**Short problem**
Could you output every one of the records below word for word, with no changes?

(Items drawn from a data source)
::::::::::

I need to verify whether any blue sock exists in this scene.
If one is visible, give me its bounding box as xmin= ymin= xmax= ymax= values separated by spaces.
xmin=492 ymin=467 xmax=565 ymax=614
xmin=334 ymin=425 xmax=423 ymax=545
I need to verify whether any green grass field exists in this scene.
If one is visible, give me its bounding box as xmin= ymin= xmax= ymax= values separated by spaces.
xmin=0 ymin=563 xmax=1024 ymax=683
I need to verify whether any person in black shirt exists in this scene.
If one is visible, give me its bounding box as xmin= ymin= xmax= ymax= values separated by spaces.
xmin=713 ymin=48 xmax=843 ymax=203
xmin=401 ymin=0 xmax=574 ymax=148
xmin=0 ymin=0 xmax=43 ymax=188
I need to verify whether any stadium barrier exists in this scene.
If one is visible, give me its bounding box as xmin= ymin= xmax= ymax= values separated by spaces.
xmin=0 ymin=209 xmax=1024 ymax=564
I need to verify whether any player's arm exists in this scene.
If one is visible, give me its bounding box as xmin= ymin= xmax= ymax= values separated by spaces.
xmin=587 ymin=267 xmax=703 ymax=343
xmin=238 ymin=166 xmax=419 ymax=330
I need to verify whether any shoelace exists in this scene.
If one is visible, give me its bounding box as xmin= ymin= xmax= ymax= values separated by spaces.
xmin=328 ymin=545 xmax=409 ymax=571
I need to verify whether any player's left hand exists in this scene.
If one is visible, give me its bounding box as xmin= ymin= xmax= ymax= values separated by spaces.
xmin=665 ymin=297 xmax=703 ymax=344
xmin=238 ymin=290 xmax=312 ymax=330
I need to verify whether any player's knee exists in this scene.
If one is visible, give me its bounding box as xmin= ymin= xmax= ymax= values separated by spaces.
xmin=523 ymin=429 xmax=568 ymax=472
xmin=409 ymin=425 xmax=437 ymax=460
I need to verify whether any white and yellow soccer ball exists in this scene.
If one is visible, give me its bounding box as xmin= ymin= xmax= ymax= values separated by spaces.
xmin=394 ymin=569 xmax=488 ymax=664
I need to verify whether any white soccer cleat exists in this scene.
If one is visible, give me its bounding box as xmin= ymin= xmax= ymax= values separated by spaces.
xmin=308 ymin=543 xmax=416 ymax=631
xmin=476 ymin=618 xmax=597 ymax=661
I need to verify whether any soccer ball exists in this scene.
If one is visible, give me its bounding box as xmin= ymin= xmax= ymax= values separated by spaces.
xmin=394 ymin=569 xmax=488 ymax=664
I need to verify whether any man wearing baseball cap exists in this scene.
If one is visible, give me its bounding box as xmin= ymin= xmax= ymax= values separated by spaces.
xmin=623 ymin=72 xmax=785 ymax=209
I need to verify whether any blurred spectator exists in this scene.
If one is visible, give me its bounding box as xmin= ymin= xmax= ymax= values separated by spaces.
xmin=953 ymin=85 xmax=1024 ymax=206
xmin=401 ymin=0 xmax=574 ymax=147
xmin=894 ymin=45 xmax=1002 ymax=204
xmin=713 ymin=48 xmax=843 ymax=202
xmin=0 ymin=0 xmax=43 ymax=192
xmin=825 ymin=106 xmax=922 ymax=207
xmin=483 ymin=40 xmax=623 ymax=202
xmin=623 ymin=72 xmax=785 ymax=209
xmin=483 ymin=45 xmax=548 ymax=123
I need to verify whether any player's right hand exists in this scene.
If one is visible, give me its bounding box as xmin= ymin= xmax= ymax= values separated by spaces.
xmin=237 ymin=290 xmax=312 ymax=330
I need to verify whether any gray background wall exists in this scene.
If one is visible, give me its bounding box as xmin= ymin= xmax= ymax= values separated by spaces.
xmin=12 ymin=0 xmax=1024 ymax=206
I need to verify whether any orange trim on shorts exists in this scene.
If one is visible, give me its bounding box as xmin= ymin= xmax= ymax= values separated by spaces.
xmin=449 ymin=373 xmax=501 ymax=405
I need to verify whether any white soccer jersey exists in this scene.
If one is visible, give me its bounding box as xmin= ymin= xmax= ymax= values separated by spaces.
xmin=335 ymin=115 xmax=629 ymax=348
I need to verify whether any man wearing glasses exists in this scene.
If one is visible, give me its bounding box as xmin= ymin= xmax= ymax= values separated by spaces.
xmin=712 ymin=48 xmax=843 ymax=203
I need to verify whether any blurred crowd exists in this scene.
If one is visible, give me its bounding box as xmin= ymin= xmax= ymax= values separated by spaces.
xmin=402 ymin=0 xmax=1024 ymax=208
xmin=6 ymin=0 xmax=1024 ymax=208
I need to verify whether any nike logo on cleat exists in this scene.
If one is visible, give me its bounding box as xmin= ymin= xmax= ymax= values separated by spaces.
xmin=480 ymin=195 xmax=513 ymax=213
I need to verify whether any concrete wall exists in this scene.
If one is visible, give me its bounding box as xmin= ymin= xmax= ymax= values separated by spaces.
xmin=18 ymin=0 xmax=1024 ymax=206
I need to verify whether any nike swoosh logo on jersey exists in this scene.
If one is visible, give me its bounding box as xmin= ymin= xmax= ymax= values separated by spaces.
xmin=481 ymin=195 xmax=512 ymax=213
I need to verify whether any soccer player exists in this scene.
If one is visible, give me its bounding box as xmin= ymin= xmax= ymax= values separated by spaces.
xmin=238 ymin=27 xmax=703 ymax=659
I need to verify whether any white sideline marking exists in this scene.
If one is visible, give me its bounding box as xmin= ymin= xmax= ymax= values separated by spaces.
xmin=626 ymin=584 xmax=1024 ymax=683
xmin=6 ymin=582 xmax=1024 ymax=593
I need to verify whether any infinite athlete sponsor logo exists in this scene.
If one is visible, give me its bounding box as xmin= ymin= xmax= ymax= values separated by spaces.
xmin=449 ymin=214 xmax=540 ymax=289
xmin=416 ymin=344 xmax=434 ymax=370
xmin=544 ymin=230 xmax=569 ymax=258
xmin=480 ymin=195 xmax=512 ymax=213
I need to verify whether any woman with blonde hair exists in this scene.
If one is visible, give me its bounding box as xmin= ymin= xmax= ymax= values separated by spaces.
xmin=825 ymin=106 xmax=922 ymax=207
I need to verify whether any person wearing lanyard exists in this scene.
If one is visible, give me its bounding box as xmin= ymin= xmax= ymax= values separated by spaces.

::::::::::

**Result of this task**
I need to verify whether any blue sock exists in this scene.
If one is visible, give me its bounding box as xmin= ymin= xmax= ymax= values separated by spaces.
xmin=492 ymin=467 xmax=565 ymax=614
xmin=334 ymin=425 xmax=423 ymax=545
I need to verify whether any green grass field exists in this scene.
If one is visible, give me its bounding box as xmin= ymin= xmax= ymax= values separated by spaces.
xmin=0 ymin=563 xmax=1024 ymax=683
I need to verify whether any person in black shirt exists in this scene.
If one is visible, give me its bounding box as xmin= ymin= xmax= ymax= values separated by spaces.
xmin=713 ymin=48 xmax=843 ymax=203
xmin=401 ymin=0 xmax=574 ymax=148
xmin=0 ymin=0 xmax=43 ymax=188
I need to verify whether any stadium barrier exists in this scene.
If one is visible, give me its bounding box as xmin= ymin= xmax= ymax= values separated by spaces.
xmin=0 ymin=209 xmax=1024 ymax=564
I need to verify whether any player's arm exists in this scene.
If one is visible, give me its bounding box as xmin= ymin= xmax= ymax= values separated by spaces.
xmin=587 ymin=267 xmax=703 ymax=343
xmin=238 ymin=166 xmax=419 ymax=330
I need to verify whether any shoelace exists in this scene.
If one is visible, give me its bounding box as xmin= ymin= xmax= ymax= values separated by spaces.
xmin=328 ymin=545 xmax=409 ymax=571
I need to verify whether any player's left hand exists in this scene.
If one is visible, give me its bounding box as xmin= ymin= xmax= ymax= values separated by spaces.
xmin=665 ymin=297 xmax=703 ymax=344
xmin=238 ymin=290 xmax=312 ymax=330
I need to verify whether any player's knee exists in this scene.
If one is visible, give me its bounding box as xmin= ymin= xmax= ymax= values separated by spaces.
xmin=523 ymin=429 xmax=568 ymax=472
xmin=409 ymin=425 xmax=437 ymax=460
I need to verify whether any white and yellow soccer ball exists in this scene.
If one is visible, give me its bounding box as xmin= ymin= xmax= ymax= values separated by spaces.
xmin=394 ymin=569 xmax=488 ymax=664
I need to verify whether any white soccer cleat exists in this scene.
If one is visible, give me its bounding box as xmin= ymin= xmax= ymax= values separated by spaces.
xmin=308 ymin=543 xmax=416 ymax=631
xmin=476 ymin=618 xmax=597 ymax=661
I need to verify whether any soccer ball exists in this scene.
If one is visible, give me its bounding box as xmin= ymin= xmax= ymax= values separated by spaces.
xmin=394 ymin=569 xmax=488 ymax=664
I need to verify whether any man wearing baseball cap exists in this scene.
If one is visible, give me its bounding box as xmin= ymin= xmax= ymax= values separated by spaces.
xmin=623 ymin=72 xmax=785 ymax=209
I need to verify whether any blurred spectator exists in this scene.
If one is visible, give me its bounding box as xmin= ymin= xmax= ymax= values separated by spaces.
xmin=953 ymin=85 xmax=1024 ymax=206
xmin=401 ymin=0 xmax=574 ymax=147
xmin=894 ymin=45 xmax=1002 ymax=204
xmin=713 ymin=48 xmax=843 ymax=202
xmin=0 ymin=0 xmax=43 ymax=192
xmin=825 ymin=106 xmax=922 ymax=207
xmin=483 ymin=40 xmax=623 ymax=202
xmin=623 ymin=72 xmax=785 ymax=209
xmin=483 ymin=45 xmax=548 ymax=123
I need to verify whether any player's right hand exists in this scene.
If one is visible, give me its bounding box as xmin= ymin= xmax= ymax= values separated by spaces.
xmin=237 ymin=290 xmax=312 ymax=330
I need to verify whether any gray background wall exists in this scene.
If one is visible, give me its bounding box as xmin= ymin= xmax= ymax= values separated by spaces.
xmin=12 ymin=0 xmax=1024 ymax=206
I need to verify whether any orange trim on shorts exists in this scene.
If one is visible, give me its bounding box as xmin= ymin= xmax= ymax= values separated by spaces.
xmin=449 ymin=373 xmax=501 ymax=405
I need to verify whether any white soccer jersey exists in this scene.
If one is visible, give me its bounding box as xmin= ymin= xmax= ymax= values separated by spaces.
xmin=335 ymin=115 xmax=629 ymax=348
I need to verify whether any man wearing glasses exists in this scene.
If one is visible, give me its bounding box as xmin= ymin= xmax= ymax= values separated by spaces.
xmin=712 ymin=48 xmax=843 ymax=203
I need to verify whether any blurred crowd exists in this scene.
If one is visible, give me its bounding box as xmin= ymin= xmax= ymax= values separated by spaces.
xmin=402 ymin=0 xmax=1024 ymax=208
xmin=6 ymin=0 xmax=1024 ymax=208
I need to verify whether any nike logo on cleat exists in this scene.
If one is visible, give me its bounding box as xmin= ymin= xmax= ymax= values separated by spaces.
xmin=480 ymin=195 xmax=513 ymax=213
I need to verify whether any concrete wall exists in this scene.
If one is visible, give me its bounding box as xmin= ymin= xmax= ymax= values separated by spaces.
xmin=18 ymin=0 xmax=1024 ymax=206
I need to verify whether any nike swoosh logo on jersey exists in this scene.
If one is visible, give me its bounding box as xmin= ymin= xmax= ymax= values separated by spaces.
xmin=481 ymin=195 xmax=512 ymax=213
I need to verify whether any soccer player exists in this scene.
If one is visible, give me its bounding box as xmin= ymin= xmax= ymax= values separated by spaces.
xmin=238 ymin=27 xmax=703 ymax=659
I need to verify whether any white sideline marking exists in this scene.
If one is visible, give me its bounding box as xmin= ymin= xmax= ymax= values separated by spaces.
xmin=626 ymin=584 xmax=1024 ymax=683
xmin=6 ymin=582 xmax=1024 ymax=593
I need to verify whether any infinite athlete sponsor logo exists in this scene.
If one is visible, give me its bounding box as xmin= ymin= xmax= ymax= values separated by spaces.
xmin=449 ymin=214 xmax=540 ymax=289
xmin=416 ymin=344 xmax=434 ymax=370
xmin=544 ymin=230 xmax=569 ymax=258
xmin=480 ymin=195 xmax=512 ymax=213
I need to verify whether any woman with blonde hair exists in this scene.
If one is visible, give me its bounding box as xmin= ymin= xmax= ymax= values separated by spaces.
xmin=825 ymin=106 xmax=922 ymax=207
I need to verify whether any person wearing lanyard exists in this scene.
If one is visible, give me its bounding box as xmin= ymin= xmax= ymax= values separated by spaces.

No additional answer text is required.